Can you copy out, word for word, the entries from the line containing "table in the image above." to the line containing "[[0, 69, 28, 84], [0, 98, 36, 116]]", including both of those lines?

Bounding box annotation entries:
******************************

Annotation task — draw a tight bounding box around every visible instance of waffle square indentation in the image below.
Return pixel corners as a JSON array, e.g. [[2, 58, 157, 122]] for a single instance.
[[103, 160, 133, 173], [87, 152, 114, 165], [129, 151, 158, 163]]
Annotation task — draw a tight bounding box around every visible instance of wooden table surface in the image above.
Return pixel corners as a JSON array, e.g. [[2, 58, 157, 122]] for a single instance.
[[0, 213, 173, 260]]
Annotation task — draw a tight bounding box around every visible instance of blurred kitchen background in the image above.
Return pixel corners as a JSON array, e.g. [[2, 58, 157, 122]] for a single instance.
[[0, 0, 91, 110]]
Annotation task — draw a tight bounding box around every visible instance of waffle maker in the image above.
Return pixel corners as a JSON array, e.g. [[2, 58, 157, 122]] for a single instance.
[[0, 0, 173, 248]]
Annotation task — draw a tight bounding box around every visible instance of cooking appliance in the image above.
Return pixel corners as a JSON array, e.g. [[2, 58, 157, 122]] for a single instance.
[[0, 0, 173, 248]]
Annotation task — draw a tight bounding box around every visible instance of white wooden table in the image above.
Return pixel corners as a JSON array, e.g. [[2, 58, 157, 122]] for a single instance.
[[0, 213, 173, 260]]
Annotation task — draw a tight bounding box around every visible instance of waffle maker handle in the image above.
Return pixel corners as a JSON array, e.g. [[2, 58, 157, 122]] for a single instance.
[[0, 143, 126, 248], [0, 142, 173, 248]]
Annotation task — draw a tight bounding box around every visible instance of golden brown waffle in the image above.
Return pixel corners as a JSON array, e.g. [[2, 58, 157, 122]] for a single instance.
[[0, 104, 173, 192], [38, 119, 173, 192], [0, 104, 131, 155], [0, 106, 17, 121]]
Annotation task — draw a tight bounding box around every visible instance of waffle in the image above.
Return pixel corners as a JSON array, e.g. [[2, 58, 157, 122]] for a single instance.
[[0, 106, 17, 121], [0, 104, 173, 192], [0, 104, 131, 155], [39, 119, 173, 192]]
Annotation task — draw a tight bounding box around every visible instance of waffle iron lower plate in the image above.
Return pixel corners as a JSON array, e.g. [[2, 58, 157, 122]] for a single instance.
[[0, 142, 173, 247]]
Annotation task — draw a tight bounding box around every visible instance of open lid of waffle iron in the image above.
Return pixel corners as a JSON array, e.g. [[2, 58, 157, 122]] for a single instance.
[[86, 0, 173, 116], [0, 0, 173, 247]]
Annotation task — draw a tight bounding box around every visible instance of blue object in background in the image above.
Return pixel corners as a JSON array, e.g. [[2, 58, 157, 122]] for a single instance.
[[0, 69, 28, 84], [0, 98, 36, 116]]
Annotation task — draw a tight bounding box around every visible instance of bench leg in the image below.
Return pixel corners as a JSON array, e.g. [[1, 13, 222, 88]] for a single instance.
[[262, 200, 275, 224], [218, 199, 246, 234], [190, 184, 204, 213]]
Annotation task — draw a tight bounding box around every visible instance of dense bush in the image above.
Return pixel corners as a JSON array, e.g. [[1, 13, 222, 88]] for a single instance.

******************************

Solved problem |
Annotation task — draw a tight bounding box around every visible instance of white wooden table in the image above.
Return pixel corners as a JSON array, e.g. [[2, 58, 157, 122]] for a single instance.
[[0, 213, 173, 260]]
Annotation task — draw a tight bounding box around every visible instance of waffle maker handle in the image above.
Return pixel corners as a JSON array, e.g. [[2, 58, 157, 122]] for a single instance.
[[0, 143, 126, 248], [0, 142, 173, 248]]
Annotation task — draw a tight bounding box around every visible instance of golden brown waffle in the image above.
Return pixel corners as a JSON array, e.g. [[2, 58, 157, 122]] for a single instance.
[[0, 104, 173, 192], [38, 119, 173, 192], [0, 104, 131, 155], [0, 106, 17, 121]]
Annotation task — draw a tight bounding box around every visible instance of waffle in the image above.
Return pixel corners as a JSON array, e.g. [[2, 58, 157, 122]] for a single instance.
[[0, 106, 17, 121], [0, 104, 173, 192], [0, 104, 131, 155], [39, 119, 173, 192]]
Annotation task — draw a tight bounding box around every visible instance of waffle iron lower plate in the image above.
Return pixel corners as a JSON array, e.g. [[2, 58, 157, 122]] for a single instance.
[[0, 142, 173, 247]]
Annotation task — draw a tight bounding box around every visible instance of open lid of waffle iron in the image above.
Return pixel corners as a JSON array, e.g. [[2, 58, 157, 122]] for a single instance.
[[86, 0, 173, 116], [0, 0, 173, 247]]
Annotation task — draw a tight bounding box around every visible instance of blue object in background in the image above.
Return pixel corners as a JSON array, e.g. [[2, 58, 157, 122]] for a single instance.
[[0, 69, 28, 84], [0, 98, 36, 116]]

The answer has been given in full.